▸ **EXERCISE BRIEF**
As you work through the listing, transcribe every line exactly as it reads.

○ ○ ○ ○ ○ ○ ○

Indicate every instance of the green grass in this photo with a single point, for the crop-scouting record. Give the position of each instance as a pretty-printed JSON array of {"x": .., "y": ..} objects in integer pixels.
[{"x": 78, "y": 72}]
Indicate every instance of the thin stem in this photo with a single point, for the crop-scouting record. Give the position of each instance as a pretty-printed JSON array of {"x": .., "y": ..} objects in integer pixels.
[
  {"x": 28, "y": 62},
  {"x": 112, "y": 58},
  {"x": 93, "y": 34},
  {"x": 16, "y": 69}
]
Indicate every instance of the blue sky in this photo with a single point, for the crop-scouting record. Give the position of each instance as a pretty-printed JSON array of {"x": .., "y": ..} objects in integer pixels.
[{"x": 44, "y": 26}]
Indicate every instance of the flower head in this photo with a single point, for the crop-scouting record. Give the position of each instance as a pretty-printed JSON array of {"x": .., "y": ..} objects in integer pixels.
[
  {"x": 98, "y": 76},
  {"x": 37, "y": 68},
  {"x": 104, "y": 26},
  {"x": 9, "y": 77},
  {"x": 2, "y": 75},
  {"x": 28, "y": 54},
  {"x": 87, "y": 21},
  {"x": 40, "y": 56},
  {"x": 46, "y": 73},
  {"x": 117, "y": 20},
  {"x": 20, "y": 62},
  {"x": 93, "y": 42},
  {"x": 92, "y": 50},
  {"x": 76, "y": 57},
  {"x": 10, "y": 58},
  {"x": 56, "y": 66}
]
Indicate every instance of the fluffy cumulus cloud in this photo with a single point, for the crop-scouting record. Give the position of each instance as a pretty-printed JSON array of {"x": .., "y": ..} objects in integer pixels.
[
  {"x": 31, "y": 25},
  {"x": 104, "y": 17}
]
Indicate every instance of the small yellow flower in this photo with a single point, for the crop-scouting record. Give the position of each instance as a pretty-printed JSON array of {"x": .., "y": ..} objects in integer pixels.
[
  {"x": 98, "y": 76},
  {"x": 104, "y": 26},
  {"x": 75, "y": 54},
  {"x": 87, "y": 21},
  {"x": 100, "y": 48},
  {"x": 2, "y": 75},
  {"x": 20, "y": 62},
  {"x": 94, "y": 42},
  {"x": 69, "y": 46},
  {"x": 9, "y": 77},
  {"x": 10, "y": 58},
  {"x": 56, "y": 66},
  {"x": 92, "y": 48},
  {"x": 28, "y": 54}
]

○ ○ ○ ○ ○ ○ ○

▸ **TASK RESULT**
Indicate every instance of the green grass in this photo with a single point, for the crop-scouting record. Give the position of each instance as a pretty-printed JSON array of {"x": .., "y": ..} objects in integer pixels.
[{"x": 78, "y": 72}]
Indicate every instance of the thin stem in this photo with a single point, for the crop-scouting record. Give the position of each instance as a pretty-printed JSON array of {"x": .., "y": ..} objects in integer pixels.
[
  {"x": 28, "y": 62},
  {"x": 112, "y": 58},
  {"x": 93, "y": 34},
  {"x": 16, "y": 69}
]
Indicate every instance of the blue sky in this photo with a single point, for the crop-scouting record. Give the position of each instance as a pretty-printed JSON array of {"x": .., "y": ..} objects in integer pixels.
[{"x": 44, "y": 26}]
Indicate every instance of the flower head in this photo with a single point, for the crop-scouting record. Give the position of each instance as a pretty-printed JSON array of {"x": .., "y": ..} objects in integer pixels.
[
  {"x": 98, "y": 76},
  {"x": 37, "y": 68},
  {"x": 104, "y": 26},
  {"x": 9, "y": 77},
  {"x": 2, "y": 75},
  {"x": 28, "y": 54},
  {"x": 87, "y": 21},
  {"x": 40, "y": 56},
  {"x": 46, "y": 73},
  {"x": 117, "y": 20},
  {"x": 20, "y": 62},
  {"x": 93, "y": 42},
  {"x": 92, "y": 50},
  {"x": 76, "y": 57},
  {"x": 10, "y": 58},
  {"x": 56, "y": 66}
]
Indicate every instance of the fluffy cumulus cloud in this photo with a single point, for the crop-scouting record. Give the position of each instance as a pretty-printed JSON array of {"x": .., "y": ..} objects in integer pixels.
[
  {"x": 31, "y": 25},
  {"x": 104, "y": 17}
]
Indicate every instance of the small yellow flower in this photo with a single point, for the crop-scouting record. Give the position of each instance as a pretty-printed JSON array of {"x": .., "y": ..} objects in integer pixels.
[
  {"x": 98, "y": 76},
  {"x": 104, "y": 26},
  {"x": 75, "y": 54},
  {"x": 87, "y": 21},
  {"x": 100, "y": 48},
  {"x": 2, "y": 75},
  {"x": 20, "y": 62},
  {"x": 94, "y": 42},
  {"x": 69, "y": 46},
  {"x": 9, "y": 77},
  {"x": 10, "y": 58},
  {"x": 56, "y": 66},
  {"x": 92, "y": 48},
  {"x": 28, "y": 54}
]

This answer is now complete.